(Point annotation entries)
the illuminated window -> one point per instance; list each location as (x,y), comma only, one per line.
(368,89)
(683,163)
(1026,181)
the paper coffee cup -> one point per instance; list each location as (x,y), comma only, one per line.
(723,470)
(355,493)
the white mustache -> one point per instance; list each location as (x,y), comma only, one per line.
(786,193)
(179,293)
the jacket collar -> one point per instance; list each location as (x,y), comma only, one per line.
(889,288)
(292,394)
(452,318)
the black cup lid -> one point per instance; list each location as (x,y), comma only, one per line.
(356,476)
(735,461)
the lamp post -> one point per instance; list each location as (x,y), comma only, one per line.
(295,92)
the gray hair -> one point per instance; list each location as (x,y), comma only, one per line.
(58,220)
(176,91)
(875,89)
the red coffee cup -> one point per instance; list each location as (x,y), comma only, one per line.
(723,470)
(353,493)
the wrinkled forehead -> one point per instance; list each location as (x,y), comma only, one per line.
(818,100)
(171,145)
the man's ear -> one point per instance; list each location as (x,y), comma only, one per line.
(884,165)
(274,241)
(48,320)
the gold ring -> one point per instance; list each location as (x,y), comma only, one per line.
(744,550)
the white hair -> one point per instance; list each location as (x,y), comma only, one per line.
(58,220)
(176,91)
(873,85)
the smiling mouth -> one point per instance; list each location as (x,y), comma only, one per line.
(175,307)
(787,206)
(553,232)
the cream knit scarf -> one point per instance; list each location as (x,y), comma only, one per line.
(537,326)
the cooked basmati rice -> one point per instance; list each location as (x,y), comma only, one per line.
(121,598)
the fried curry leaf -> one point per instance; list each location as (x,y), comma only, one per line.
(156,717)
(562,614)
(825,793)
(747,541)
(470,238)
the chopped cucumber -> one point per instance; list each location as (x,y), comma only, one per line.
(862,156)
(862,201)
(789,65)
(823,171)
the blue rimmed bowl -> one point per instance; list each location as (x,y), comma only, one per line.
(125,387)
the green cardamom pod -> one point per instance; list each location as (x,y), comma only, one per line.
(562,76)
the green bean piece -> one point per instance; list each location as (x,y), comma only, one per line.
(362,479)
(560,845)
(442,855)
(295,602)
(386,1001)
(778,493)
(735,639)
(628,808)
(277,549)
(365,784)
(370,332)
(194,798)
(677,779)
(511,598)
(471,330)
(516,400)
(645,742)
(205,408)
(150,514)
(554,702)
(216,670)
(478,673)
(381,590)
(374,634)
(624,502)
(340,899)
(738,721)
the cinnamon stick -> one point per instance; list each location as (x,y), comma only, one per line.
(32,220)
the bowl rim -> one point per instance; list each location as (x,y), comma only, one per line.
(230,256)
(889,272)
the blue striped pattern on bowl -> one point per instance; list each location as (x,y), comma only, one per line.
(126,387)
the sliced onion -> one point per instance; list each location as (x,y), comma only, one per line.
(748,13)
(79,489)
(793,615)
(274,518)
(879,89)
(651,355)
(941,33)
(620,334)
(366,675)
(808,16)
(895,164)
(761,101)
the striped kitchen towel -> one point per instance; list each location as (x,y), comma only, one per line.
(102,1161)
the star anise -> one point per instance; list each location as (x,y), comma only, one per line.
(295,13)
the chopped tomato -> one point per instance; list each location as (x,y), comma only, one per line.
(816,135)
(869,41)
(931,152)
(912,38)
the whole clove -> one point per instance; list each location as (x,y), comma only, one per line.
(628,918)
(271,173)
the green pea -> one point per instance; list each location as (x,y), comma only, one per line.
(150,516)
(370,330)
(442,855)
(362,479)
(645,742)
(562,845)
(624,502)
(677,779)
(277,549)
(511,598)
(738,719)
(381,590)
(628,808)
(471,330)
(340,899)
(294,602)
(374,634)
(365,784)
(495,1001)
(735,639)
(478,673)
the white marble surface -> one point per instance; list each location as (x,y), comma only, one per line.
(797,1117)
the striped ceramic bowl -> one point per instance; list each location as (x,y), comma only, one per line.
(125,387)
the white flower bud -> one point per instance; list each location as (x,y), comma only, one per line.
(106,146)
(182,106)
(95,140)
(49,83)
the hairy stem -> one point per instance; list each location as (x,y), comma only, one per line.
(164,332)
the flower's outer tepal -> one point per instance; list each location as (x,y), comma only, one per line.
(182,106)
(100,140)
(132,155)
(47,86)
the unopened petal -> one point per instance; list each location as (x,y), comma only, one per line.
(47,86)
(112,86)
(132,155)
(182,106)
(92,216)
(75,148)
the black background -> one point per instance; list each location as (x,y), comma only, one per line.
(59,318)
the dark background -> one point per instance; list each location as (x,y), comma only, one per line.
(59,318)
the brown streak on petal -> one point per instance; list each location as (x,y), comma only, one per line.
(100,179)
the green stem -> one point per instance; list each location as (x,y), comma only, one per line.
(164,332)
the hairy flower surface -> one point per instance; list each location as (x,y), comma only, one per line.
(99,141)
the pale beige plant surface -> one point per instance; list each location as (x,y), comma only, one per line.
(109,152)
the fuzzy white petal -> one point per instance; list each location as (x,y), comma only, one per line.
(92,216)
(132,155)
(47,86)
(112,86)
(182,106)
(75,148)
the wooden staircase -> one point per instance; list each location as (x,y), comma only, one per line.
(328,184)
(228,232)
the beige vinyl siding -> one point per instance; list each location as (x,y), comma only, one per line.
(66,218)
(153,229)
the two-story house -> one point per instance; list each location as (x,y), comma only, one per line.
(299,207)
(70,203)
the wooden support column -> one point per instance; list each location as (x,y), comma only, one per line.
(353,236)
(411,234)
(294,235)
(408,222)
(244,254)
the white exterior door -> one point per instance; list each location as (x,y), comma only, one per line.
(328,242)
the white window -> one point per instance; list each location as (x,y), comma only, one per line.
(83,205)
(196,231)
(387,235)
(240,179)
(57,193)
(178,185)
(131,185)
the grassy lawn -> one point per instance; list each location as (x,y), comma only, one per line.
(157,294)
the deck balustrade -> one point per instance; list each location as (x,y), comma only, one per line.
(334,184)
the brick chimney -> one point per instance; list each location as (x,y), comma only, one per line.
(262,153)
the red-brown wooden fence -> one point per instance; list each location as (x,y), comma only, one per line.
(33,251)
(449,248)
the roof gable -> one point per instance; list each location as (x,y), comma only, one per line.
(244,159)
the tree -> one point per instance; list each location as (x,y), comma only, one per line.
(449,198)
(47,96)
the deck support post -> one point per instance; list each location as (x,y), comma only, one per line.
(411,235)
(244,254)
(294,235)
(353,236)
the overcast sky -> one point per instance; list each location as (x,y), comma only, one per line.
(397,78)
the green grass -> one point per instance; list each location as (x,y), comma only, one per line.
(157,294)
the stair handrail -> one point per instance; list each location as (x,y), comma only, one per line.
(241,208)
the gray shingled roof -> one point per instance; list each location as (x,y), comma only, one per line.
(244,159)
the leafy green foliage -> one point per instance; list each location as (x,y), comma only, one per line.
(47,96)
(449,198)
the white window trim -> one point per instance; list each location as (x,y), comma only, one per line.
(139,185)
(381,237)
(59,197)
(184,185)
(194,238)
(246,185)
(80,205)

** Directions for this task **
Please scale the entries from the line with "the white window trim" through the last entry, inclusive, and write them out again with each request line unchanged. Multiply every answer coordinate by 2.45 and round it to a whole number, rounding halves up.

** Response to the task **
the white window trim -> one point per instance; list each location as (x,y), comma only, one per line.
(341,453)
(933,581)
(145,483)
(451,453)
(475,583)
(603,453)
(196,502)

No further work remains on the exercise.